* [TASKS]:
a. Swap "journal" for "magazine" in the piece on Arthur Griffith, giving again the passage starting with "The significance of" and going on through "St Vincent’s Hospital.".
b. Answer these questions using the piece on Arthur Griffith, one answer per line:
(i) On what date did Griffith die?
(ii) In which hospital was he drawn on his deathbed?
(iii) Who published the memorial volume on Griffith and Collins?
c. Carry on the piece on Arthur Griffith from the point where it stops.

* [EXTRACT PROVIDED]:
+++

The significance of the date, for those not perhaps as steeped in national lore as others, is that it marks the birth of Arthur Griffith in 1871. He died, as many more will remember, on August 12, 1922, of sudden heart failure; to be closely followed 10 days later by the death in action of Michael Collins. Their demise marked the climax of the Civil War.
Cut & Paste was the title of one of those fugitive little papers that Griffith edited in the years when the police continually harassed his activities, and is very suitably revived for the kind of collective journal that this is.
This is an assembly of nicely varied pieces about Griffith, but the most important item historically in these pages is a post-mortem drawing of Griffith on his deathbed in St Vincent’s Hospital.
Revolution
Having years ago surveyed the literature of the revolution, I thought then, and still think, that the most moving passage in all those many books and poems was surgeon Oliver St John Gogarty’s passage in his memoirs about what he witnessed when he arrived in the hospital to find Griffith’s dead body lying neglected on a passage floor. He was shocked. In a burst of anger he snapped at the staff, “Pick up that body.” But a moment later he cooled, and continued: “Pick up the President.”
Ireland’s first administrative head of state was carried into a bedroom and was laid on a bed for him to examine. There, a little later the President’s remains were drawn by Paul Henry, an artist indelibly connected with the very image of Ireland as kept in mind by other nations.
He drew two pictures, a large one of a simple head and shoulders, so much more expressive than a photograph, and another smaller sketch, more from the front. The making of these drawings, and their later suppression for political reasons, are explored in an article by Cormac O’Hanrahan.
It was widely published only once, in a memorial volume on Griffith and Collins issued that year by another fugitive publisher of the day named Martin Lester, with premises on the Quays. He is said to have been bankrupted by the project, as so few copies were disposed of; but surely, rather than taking only a few copies, the government must have bought up all of them to distribute at home and abroad. As collectors know the hardest item to find strangely enough is the bestseller, not the rarity.

+++

* [SOURCE DATA]:
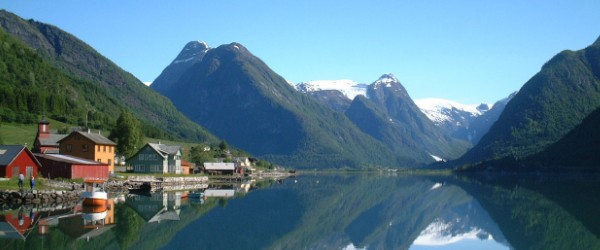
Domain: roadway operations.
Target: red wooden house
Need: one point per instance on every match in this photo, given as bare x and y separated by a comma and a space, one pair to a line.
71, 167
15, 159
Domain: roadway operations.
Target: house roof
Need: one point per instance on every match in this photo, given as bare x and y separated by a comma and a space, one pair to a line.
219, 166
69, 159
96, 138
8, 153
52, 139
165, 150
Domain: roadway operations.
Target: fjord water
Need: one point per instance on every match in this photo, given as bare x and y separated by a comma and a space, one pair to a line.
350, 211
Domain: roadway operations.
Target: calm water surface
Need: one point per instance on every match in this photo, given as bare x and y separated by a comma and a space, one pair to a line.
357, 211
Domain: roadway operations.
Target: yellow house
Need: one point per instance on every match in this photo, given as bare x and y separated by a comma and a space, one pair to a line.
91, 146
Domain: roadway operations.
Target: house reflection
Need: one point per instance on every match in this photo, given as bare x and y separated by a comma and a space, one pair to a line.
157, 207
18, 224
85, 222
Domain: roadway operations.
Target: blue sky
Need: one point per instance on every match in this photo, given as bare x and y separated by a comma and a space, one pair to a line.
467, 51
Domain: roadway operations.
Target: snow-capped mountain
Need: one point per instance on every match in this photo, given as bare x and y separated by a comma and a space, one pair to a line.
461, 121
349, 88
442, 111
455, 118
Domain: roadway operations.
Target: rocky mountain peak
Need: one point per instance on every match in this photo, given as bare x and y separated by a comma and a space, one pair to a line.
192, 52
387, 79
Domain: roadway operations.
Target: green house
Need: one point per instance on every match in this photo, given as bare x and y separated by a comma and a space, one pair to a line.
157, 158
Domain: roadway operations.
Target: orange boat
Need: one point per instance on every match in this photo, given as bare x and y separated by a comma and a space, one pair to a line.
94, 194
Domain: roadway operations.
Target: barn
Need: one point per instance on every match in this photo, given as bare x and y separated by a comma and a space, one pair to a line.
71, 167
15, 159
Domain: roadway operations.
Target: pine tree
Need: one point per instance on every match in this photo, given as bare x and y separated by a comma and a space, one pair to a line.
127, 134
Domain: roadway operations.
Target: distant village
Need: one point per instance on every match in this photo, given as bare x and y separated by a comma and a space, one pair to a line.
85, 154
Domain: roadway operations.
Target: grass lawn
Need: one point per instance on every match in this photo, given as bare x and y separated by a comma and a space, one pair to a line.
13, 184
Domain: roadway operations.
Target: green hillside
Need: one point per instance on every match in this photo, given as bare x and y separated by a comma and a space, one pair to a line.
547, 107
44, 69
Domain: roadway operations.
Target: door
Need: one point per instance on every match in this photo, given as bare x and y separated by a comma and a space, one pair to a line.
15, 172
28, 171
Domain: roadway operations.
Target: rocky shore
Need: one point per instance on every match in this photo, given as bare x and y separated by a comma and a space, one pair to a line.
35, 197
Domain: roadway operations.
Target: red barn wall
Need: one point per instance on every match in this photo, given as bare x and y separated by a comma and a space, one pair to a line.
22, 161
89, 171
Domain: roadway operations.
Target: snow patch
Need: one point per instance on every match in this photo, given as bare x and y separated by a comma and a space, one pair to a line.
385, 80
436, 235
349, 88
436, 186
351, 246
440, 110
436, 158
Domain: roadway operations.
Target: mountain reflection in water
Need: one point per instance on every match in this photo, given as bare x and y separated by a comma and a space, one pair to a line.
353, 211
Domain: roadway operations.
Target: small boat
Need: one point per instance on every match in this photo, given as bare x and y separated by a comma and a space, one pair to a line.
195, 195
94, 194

+++

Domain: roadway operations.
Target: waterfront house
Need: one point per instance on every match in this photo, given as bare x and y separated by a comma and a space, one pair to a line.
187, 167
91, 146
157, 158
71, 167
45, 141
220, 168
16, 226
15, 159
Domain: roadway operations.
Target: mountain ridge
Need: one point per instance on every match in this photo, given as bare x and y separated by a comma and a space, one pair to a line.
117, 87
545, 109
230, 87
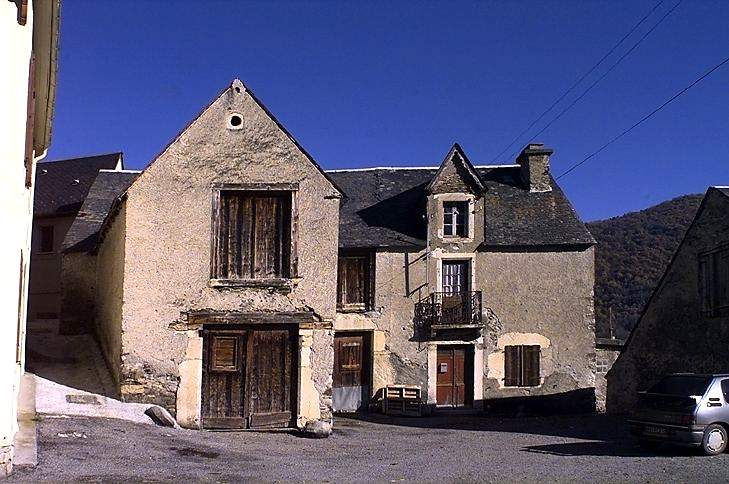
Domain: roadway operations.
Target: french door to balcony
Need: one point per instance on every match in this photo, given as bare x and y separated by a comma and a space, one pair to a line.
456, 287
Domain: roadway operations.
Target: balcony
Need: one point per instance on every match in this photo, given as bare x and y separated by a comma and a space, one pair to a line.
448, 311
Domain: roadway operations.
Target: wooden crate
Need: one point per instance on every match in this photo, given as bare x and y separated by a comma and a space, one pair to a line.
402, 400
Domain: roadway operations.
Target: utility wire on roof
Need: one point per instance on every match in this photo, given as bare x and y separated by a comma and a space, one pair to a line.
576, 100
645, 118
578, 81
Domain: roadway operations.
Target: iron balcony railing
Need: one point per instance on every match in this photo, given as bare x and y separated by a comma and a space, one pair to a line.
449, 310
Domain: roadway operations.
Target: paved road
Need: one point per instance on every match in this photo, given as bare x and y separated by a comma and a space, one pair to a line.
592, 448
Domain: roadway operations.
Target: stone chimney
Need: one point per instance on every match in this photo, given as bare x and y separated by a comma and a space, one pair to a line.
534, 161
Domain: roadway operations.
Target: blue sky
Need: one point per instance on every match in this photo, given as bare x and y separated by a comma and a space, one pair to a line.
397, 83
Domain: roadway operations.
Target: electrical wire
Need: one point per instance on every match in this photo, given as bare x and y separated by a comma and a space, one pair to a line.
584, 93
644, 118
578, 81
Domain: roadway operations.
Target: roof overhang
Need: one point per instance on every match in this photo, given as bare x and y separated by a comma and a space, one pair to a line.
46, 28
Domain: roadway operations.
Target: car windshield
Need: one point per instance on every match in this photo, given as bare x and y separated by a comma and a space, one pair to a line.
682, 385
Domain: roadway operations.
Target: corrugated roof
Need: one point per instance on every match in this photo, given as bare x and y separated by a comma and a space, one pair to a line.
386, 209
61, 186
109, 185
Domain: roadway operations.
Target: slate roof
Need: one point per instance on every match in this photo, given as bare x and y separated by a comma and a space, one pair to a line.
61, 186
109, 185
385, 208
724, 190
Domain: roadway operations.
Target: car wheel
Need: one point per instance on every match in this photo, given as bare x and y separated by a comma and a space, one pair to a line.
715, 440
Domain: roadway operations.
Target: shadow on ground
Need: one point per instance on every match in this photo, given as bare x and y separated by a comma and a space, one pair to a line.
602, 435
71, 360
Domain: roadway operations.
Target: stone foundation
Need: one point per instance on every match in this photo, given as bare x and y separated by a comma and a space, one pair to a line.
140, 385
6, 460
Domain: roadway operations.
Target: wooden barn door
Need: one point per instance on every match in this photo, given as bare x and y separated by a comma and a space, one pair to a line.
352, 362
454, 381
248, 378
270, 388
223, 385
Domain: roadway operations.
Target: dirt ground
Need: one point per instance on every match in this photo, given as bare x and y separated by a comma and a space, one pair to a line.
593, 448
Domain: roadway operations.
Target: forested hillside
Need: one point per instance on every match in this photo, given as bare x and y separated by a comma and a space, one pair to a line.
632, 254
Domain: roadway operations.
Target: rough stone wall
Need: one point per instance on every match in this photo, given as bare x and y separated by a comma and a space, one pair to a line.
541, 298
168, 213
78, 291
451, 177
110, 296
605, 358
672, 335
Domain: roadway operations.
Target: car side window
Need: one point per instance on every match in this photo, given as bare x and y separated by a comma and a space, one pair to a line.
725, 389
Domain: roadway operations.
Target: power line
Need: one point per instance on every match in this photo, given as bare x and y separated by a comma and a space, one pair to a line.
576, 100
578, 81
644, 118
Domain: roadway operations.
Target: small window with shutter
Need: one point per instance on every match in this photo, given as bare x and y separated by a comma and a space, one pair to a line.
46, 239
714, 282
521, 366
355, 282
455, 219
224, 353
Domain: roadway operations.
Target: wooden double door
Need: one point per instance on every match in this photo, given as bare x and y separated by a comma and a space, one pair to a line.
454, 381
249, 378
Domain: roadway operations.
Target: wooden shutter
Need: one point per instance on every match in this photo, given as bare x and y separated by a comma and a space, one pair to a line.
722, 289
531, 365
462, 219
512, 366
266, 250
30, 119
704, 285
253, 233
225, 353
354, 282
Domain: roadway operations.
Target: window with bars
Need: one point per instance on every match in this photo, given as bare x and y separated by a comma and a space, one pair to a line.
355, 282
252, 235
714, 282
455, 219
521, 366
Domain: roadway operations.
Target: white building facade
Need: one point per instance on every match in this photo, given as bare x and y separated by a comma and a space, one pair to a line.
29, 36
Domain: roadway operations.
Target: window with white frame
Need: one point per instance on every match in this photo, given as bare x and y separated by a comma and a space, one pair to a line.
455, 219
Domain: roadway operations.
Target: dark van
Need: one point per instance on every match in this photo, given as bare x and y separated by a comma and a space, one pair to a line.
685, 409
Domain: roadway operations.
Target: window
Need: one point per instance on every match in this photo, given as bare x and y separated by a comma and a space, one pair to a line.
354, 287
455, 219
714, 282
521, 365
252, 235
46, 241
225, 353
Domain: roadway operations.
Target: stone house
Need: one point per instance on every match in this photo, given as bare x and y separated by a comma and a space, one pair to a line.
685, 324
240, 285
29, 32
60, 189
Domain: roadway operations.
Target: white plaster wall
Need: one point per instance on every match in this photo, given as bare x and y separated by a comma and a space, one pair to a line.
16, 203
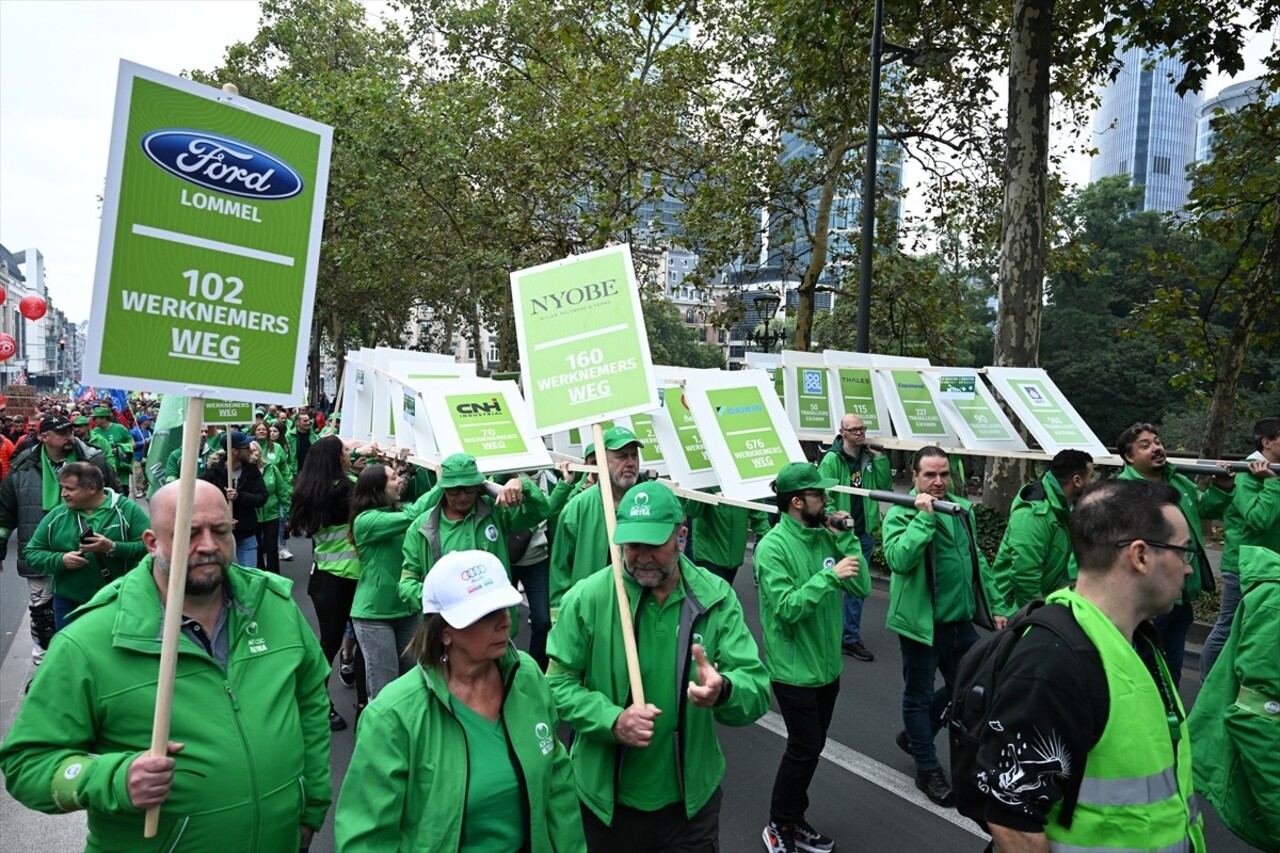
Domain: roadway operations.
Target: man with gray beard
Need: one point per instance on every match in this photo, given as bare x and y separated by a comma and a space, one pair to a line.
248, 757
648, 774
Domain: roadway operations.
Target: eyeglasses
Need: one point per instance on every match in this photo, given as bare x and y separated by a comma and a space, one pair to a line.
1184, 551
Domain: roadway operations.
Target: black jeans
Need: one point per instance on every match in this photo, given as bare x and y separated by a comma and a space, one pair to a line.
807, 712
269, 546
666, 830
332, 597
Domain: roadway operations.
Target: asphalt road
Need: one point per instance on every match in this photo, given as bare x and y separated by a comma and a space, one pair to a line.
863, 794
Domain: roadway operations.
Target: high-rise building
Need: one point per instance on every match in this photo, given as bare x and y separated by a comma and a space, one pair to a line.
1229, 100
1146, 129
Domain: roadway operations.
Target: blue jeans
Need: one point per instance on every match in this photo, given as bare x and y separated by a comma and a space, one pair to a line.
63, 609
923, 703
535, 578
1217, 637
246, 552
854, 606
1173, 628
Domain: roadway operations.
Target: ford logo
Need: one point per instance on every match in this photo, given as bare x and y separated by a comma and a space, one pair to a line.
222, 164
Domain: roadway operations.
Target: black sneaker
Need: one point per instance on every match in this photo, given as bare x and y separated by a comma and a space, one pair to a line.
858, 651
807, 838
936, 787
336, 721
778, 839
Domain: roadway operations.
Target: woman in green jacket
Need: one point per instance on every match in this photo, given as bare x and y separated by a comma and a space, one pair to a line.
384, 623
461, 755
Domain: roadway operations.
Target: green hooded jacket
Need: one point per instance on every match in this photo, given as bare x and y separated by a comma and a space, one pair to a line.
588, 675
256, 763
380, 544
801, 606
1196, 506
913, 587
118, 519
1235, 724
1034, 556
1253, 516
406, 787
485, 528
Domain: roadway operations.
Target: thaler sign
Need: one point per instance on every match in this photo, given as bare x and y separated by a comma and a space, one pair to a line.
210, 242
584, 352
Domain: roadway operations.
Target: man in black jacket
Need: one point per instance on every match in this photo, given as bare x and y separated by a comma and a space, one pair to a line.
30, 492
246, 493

+++

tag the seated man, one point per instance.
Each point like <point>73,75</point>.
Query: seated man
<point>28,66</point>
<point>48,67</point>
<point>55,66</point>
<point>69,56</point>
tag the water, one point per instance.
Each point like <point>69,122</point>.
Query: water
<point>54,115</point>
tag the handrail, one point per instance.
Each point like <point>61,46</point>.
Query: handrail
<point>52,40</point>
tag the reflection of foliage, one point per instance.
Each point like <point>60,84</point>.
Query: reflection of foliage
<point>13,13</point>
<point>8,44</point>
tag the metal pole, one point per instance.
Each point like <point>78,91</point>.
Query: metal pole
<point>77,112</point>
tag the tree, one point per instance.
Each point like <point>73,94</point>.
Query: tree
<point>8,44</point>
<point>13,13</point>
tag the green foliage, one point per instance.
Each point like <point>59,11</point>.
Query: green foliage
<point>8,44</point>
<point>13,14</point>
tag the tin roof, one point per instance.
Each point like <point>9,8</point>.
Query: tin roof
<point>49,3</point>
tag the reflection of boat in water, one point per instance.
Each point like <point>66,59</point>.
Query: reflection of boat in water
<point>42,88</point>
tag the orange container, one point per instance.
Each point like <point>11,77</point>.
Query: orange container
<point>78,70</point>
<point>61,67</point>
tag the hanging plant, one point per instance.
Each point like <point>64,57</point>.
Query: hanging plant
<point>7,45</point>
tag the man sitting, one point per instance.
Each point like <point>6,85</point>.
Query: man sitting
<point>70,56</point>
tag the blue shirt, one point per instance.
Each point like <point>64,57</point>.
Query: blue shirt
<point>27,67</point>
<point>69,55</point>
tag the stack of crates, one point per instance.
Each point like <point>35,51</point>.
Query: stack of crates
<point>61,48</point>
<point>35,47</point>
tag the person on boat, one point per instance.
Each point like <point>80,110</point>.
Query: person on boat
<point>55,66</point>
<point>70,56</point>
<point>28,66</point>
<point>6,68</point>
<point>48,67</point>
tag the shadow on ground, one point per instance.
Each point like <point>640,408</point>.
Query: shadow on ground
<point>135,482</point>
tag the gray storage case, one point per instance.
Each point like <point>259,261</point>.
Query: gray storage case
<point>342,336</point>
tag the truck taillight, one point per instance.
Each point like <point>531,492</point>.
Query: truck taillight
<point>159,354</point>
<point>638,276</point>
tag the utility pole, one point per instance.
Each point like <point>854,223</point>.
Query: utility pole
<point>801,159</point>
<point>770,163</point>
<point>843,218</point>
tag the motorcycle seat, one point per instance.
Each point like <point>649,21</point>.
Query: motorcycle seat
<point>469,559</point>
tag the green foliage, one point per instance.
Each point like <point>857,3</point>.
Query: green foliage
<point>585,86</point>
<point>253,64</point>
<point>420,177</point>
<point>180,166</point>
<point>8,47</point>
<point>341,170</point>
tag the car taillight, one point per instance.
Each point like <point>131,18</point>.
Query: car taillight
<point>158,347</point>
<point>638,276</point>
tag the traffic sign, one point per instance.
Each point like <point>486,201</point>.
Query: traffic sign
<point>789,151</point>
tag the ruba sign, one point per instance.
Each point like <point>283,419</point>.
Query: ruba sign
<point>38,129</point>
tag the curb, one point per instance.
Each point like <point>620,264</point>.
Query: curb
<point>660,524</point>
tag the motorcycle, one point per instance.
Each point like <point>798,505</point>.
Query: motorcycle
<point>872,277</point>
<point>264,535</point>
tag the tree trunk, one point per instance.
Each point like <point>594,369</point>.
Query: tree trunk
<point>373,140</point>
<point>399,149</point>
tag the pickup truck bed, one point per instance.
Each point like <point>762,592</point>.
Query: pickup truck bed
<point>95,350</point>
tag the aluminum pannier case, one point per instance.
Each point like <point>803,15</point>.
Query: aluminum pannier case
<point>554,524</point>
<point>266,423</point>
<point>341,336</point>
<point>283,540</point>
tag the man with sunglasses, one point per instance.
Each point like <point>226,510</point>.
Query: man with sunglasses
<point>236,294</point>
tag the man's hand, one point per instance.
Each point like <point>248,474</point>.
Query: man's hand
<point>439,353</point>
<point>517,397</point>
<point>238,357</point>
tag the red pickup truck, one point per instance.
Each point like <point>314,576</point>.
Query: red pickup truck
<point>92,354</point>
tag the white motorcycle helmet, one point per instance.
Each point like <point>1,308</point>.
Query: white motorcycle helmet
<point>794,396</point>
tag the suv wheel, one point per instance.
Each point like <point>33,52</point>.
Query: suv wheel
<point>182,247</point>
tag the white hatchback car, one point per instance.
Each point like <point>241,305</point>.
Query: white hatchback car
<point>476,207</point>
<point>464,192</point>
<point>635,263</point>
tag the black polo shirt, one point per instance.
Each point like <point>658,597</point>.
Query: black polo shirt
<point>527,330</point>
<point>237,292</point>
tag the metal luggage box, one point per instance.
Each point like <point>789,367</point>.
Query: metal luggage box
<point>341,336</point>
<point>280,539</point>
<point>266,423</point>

+++

* [TASK ANSWERS]:
a.
The significance of the date, for those not perhaps as steeped in national lore as others, is that it marks the birth of Arthur Griffith in 1871. He died, as many more will remember, on August 12, 1922, of sudden heart failure; to be closely followed 10 days later by the death in action of Michael Collins. Their demise marked the climax of the Civil War.
Cut & Paste was the title of one of those fugitive little papers that Griffith edited in the years when the police continually harassed his activities, and is very suitably revived for the kind of collective magazine that this is.
This is an assembly of nicely varied pieces about Griffith, but the most important item historically in these pages is a post-mortem drawing of Griffith on his deathbed in St Vincent’s Hospital.

b.
(i) August 12, 1922
(ii) St Vincent's Hospital
(iii) Martin Lester

c.
(It would be good to know more about Lester, short lived though his firm was. I suspect that the general amateurism of so much Irish publishing was more to blame than anything the government did. One failure would not kill a firm, but several would. The few books of his I am aware of are very interesting, choice items, but not perhaps the stuff of best-sellerdom.)
Commemorative
There was a copy of this commemorative brochure, among the books in our old Dublin home, but I never discovered how exactly it came to be there; it was not I think in 1922, but sometime in the 1950s. It may have been picked up by one of my older brothers from one of those numerous book barrows and book dealers along the Quays.
I had not seen Cut & Paste before this; but I will look out for it again next year, as I imagine many others will. Certainly in writing about Griffith there is no shortage of topics; his time in South Africa – an Irish patriot in a colonial situation – cries out for exploration and deserves more attention.
That account of Gogarty ended with an allusion to a fragment of poetry on the death of another Arthur, King Arthur himself no less, at the battle of Camlann: “I perish by this people that I made”. But that line, which could have been said of Parnell as well, was not by an Irish poet, but ironically by Lord Tennyson. Did Gogarty feel that no Irish poet of the day was worthy to truly mourn such a noble figure as Griffith?